Give the listing below again exactly, but without any of its pictures.

Start of Block

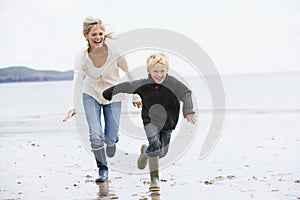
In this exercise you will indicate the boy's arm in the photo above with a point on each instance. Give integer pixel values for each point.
(187, 104)
(125, 87)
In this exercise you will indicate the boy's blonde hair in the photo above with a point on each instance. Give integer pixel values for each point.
(157, 58)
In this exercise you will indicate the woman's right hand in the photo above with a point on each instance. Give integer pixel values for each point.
(70, 114)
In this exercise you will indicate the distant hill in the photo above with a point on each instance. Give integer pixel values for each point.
(25, 74)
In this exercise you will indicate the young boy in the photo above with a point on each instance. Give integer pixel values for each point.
(161, 95)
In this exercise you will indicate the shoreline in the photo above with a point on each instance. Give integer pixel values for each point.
(255, 158)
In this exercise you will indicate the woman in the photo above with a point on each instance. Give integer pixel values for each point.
(96, 68)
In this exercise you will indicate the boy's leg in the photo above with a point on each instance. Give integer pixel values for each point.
(154, 173)
(153, 137)
(165, 137)
(143, 158)
(101, 164)
(111, 114)
(152, 152)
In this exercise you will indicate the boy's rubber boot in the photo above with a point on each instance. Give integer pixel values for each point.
(154, 173)
(101, 164)
(143, 158)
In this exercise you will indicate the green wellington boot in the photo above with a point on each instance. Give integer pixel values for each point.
(143, 158)
(154, 173)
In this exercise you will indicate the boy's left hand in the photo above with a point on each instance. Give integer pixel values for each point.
(191, 118)
(137, 104)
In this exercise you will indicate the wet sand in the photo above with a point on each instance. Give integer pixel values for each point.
(256, 158)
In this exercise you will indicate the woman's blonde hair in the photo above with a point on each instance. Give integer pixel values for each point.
(90, 22)
(157, 58)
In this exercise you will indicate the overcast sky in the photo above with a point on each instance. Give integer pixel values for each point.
(240, 36)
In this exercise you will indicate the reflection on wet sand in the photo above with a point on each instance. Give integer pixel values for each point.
(104, 191)
(155, 196)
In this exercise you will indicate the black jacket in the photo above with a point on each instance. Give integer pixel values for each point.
(161, 102)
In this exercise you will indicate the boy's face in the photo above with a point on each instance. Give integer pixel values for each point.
(158, 73)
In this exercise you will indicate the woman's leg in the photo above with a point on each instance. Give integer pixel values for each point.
(111, 114)
(93, 115)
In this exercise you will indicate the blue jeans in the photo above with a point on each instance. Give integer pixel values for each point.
(159, 140)
(111, 114)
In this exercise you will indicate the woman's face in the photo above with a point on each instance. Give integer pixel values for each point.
(95, 37)
(158, 73)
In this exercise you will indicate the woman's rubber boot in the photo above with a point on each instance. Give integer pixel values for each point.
(143, 158)
(154, 174)
(101, 164)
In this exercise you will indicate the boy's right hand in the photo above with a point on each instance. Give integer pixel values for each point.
(70, 114)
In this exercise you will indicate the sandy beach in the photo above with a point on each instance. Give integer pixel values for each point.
(255, 158)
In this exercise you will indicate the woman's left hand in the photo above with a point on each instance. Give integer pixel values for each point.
(137, 104)
(192, 118)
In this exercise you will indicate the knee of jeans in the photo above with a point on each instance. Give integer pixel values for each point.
(111, 140)
(163, 153)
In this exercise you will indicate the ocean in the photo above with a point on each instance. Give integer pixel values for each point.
(259, 93)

End of Block

— The completed task —
In this exercise you will indicate the boy's arm in the photo above with a point on each instance. Give integer pixel values for each point.
(187, 104)
(125, 87)
In this exercise you will indicate the boy's blonde hair in the photo above with a point on each instance. Give integer pixel values for each point.
(157, 58)
In this exercise you will indicate the woman's right hand in the photo above with a point on each instance. Give integer pixel values for each point.
(70, 114)
In this exercise you will indicate the distant hill in the photo above with a point on each instance. Give integer pixel values for each point.
(25, 74)
In this exercise you will indicate the young boy in the photo above with a point on each instance. Give integer pixel values for each point.
(161, 95)
In this exercise you will indicate the shoreline in the photo above with a point on each instance. Give integer pixel values for each point.
(255, 158)
In this exercise you will indicate the woman in the photo above with a point on each instance. Give integer pixel values for each point.
(96, 68)
In this exercise you will indicate the boy's leg in the photo above with a point on each instance. Give integer pixel values for each point.
(154, 173)
(153, 137)
(165, 137)
(143, 158)
(101, 164)
(111, 114)
(152, 152)
In this exercise you will indicate the boy's rubber boot in the photo above with a point on each instance. Give integer pixel values for each point.
(154, 173)
(101, 164)
(143, 158)
In this exercise you will indicate the green wellington boot in the photo above with a point on each instance. Give integer pixel values for each point.
(143, 158)
(154, 173)
In this exercise you will indicate the boy's left hand in the photo above with a point on each instance. Give integer pixel values for each point.
(191, 118)
(137, 104)
In this exercise you will indicate the wet sand in the photo above with a point on each instance. Give integer pixel values for each point.
(256, 158)
In this exercise you will indicate the woman's blonde hair in the photo above with a point on each instance. Give integer pixel values for each point.
(90, 22)
(157, 58)
In this exercise you will indicate the overcast sky in the photo above with a point on each instance. Give integer pixel values for each point.
(240, 36)
In this exercise you will indicate the reflection on wet sand in the photo above with a point on each instance. Give integer pixel values for each point.
(104, 191)
(155, 196)
In this exercise you will indicate the black jacket in the photo above with a point on each instance. Give integer pixel values for each point.
(161, 102)
In this exercise you will indicate the boy's face in the photo above with a point on each instance. Give integer pixel values for each point.
(158, 73)
In this exercise you will indicate the woman's leg in the photo above with a point on each instance. Give integer pixel values for each point.
(111, 114)
(93, 115)
In this exercise you will indicate the blue jeans in the photo above with a point on each instance. Give integer pixel values for each point.
(159, 140)
(111, 114)
In this exercise you will indicate the woman's face in the photo above with a point on each instance. Give integer pixel values for each point.
(95, 37)
(158, 73)
In this exercise you will indicate the woman's rubber boot in the photo above with a point on each instance. Give integer pixel values for each point.
(143, 158)
(154, 174)
(101, 164)
In this exercise you will indicate the boy's right hand in the photo above with a point on each instance. Give integer pixel values for each point.
(70, 114)
In this exercise you will indicate the sandy beach in the photo above with a point on each instance. Give integer pixel values for each point.
(255, 158)
In this exercise you will indicate the woman's left hand in the photo above with a point on each instance. Give integer pixel values for each point.
(137, 104)
(192, 118)
In this exercise you will indicate the knee of jeans in the photo above with a point on each instance. Give integer pixel values for each point.
(111, 140)
(163, 153)
In this exercise you will indicate the ocean in the photo above with a point on each instance. Give integer pixel values for each point.
(259, 93)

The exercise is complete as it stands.